### Aufgabe
Schreibe alles von der Zeile mit „Can you find the blue“ bis hinunter zur Zeile mit „x=982, y=684“ unverändert ab, beide Zeilen eingeschlossen.

### Zeilen zur Übung
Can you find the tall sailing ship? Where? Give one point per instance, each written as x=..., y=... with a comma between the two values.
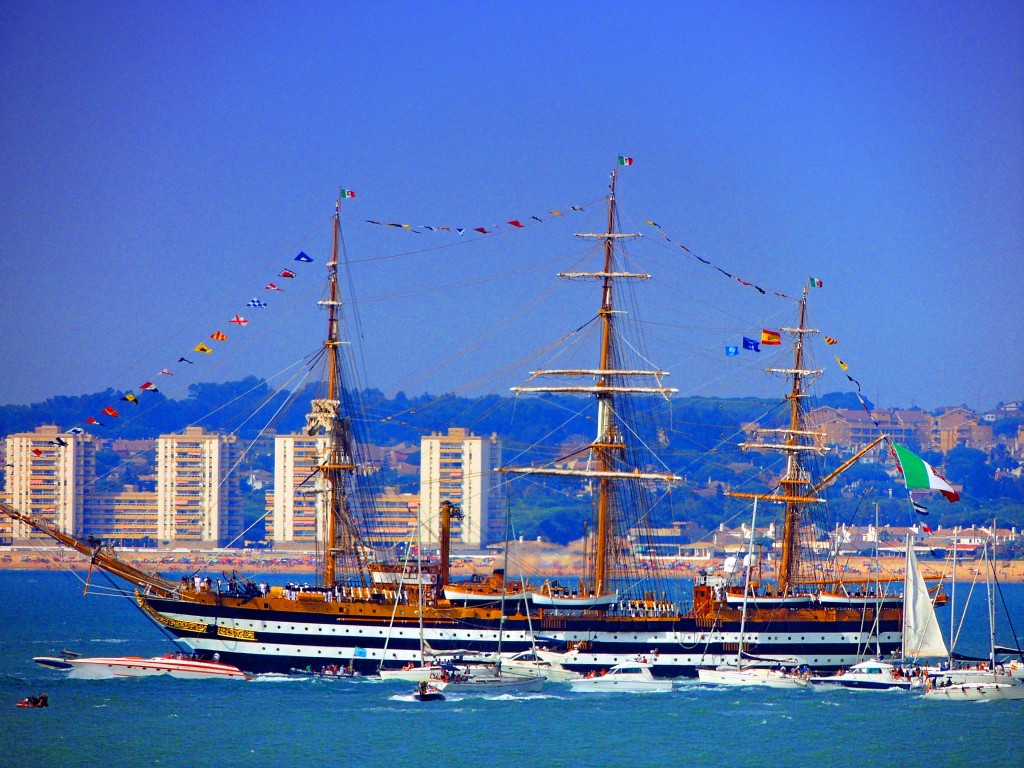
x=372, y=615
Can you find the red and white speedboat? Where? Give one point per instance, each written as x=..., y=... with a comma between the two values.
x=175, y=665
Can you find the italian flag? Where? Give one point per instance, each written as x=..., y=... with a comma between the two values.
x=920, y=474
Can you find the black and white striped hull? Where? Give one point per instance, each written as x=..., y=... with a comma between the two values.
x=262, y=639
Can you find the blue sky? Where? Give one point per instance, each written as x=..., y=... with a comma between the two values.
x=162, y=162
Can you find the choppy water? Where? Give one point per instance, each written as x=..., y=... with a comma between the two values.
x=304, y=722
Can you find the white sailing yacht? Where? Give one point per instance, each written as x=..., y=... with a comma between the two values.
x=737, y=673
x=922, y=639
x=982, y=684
...
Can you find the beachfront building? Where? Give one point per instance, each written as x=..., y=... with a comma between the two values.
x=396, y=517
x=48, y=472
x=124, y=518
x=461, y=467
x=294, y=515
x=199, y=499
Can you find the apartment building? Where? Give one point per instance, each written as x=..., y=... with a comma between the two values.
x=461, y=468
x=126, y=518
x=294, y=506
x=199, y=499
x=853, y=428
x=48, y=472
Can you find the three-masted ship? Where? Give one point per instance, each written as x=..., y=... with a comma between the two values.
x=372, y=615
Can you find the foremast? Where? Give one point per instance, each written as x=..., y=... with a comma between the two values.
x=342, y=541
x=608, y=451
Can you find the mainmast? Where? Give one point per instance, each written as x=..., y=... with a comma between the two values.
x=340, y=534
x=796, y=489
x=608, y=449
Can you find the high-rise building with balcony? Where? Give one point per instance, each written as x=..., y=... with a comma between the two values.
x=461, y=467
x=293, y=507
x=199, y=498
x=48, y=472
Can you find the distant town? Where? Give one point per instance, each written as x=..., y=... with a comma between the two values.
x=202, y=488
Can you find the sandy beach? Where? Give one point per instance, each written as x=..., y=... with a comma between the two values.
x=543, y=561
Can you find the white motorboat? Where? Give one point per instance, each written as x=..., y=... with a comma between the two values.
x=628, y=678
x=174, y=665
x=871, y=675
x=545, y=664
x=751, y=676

### Antwort
Can you find the blue sky? Where? Give one point per instance, each written as x=..., y=... with a comma between the two values.
x=162, y=162
Can you find the choppy water? Where? Give one point per instance, each written as x=..., y=... with a comma between the two values.
x=304, y=722
Can you find the white sailing yacht? Where? Give one point per instance, each written as x=..., y=... with a comma between the two values.
x=737, y=673
x=922, y=639
x=982, y=684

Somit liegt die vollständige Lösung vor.